## TESTO
>>>
I temi e l'indiscusso talento. Un angolo sempre scioccante e beffardo nel raccontare l’esistenza, il sesso come la morale, l’assurdità e la salvezza del sogno americano, che viene ogni volta distrutto e ogni volta rinasce. Il rapporto tormentato con le donne, creature spesso spietate e distruttrici, uno spicchio della sua narrativa molto spesso frainteso e tacciato di maschilismo (anche se è difficile immaginare qualcosa di meno sessista del riconoscere al genere femminile qualcosa che sia altro, diverso, ulteriore dalla loro funzione creatrice e accudente). Una potenza nell’approfondimento dei temi che Roth miracolosamente compie addentrandosi nelle pieghe più nascoste e orribili dell’animo umano, che destabilizza il lettore ma lo consola, facendolo sentire meno solo di fronte a quei pensieri che non si possono dire ad alta voce ma che tutti abbiamo, contrariamente a quanto crediamo. Siamo tutti soli e quindi nessuno lo è, questo ha scritto Philip Roth, meravigliosamente, per cinquant'anni.

 

 

La sua letteratura è tutto, un’opera mastodontica (una trentina di romanzi) completa, innovativa. Il suo talento è divino, il modo di scrivere irraggiungibile. Chiunque abbia scritto due righe con la pretesa di farle leggere ad altri deve aver dubitato del proprio ardire, dopo aver letto cinque pagine di una qualsiasi opera di Philip Roth, che schiaccia per tecnica ed efficacia tutti gli altri, almeno i viventi, in poche righe. I lettori di Roth sanno che leggeranno con quadernino e matita a portata di mano per segnare quelle frasi bisturi che regala con un controllo e una precisione da chirurgo dell’anima e dei tempi. Anche se dichiarava di essere «dull», stupido, noioso, al di là della propria scrittura, con la punta della sua penna è andato dritto al cuore pulsante di ogni scena volesse raccontare.

Sulla morte, in un’intervista Philp diceva: «It stuns me. I’m familiar with it», quando era già rimasto tra i pochi vivi del suo tempo. Dei suoi ultimi tempi, sappiamo che ha vissuto nell’Upper East Side a New York, leggendo molto, incontrando amici e mangiando ebraico. Siamo tutti orfani di un gigante, uno scrittore indimenticabile. «Quando si pubblica un libro – diceva – è del mondo. è il mondo a editarlo». E per i tuoi libri, il mondo ti ringrazia.
<<<
## CONSEGNA A
Estrai dal testo su Philip Roth il passo che comincia con le parole "Sulla morte, in" e termina dopo "mondo ti ringrazia.", copiandolo senza alcuna modifica.
Il testo e le voci provengono da fonti diverse.

## VOCI FORNITE
>>>
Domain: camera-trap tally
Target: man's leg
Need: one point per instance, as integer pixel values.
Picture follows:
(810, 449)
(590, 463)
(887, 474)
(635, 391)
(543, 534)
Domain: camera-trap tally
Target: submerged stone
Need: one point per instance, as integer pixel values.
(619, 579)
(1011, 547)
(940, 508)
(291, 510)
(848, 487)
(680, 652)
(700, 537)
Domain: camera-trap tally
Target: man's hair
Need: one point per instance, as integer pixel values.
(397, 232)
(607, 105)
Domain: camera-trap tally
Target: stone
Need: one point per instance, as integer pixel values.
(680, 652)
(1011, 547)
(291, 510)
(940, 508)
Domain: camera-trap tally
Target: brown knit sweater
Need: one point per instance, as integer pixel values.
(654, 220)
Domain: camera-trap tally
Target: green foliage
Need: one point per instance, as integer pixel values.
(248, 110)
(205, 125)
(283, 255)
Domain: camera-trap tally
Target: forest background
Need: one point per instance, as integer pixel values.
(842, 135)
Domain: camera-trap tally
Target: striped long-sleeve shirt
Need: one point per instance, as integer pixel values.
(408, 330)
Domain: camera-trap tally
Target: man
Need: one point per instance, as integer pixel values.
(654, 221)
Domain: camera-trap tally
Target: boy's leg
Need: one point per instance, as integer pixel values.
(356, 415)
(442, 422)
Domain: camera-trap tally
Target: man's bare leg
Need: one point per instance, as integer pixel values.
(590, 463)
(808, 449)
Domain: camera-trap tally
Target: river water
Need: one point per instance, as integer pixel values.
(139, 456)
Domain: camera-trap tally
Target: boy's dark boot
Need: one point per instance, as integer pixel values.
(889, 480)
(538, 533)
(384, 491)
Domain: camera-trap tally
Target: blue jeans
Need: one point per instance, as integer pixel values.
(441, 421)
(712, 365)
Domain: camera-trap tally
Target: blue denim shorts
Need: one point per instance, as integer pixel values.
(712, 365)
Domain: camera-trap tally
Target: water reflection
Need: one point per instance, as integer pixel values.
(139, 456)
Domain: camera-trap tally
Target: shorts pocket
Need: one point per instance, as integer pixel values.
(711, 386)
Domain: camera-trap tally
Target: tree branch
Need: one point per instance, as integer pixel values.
<<<
## CONSEGNA B
Mostra tutte le righe delle voci in cui compare la parola "water". Maiuscole e minuscole contano.

## SOLUZIONE A
Sulla morte, in un’intervista Philp diceva: «It stuns me. I’m familiar with it», quando era già rimasto tra i pochi vivi del suo tempo. Dei suoi ultimi tempi, sappiamo che ha vissuto nell’Upper East Side a New York, leggendo molto, incontrando amici e mangiando ebraico. Siamo tutti orfani di un gigante, uno scrittore indimenticabile. «Quando si pubblica un libro – diceva – è del mondo. è il mondo a editarlo». E per i tuoi libri, il mondo ti ringrazia.

## SOLUZIONE B
Target: river water
Target: water reflection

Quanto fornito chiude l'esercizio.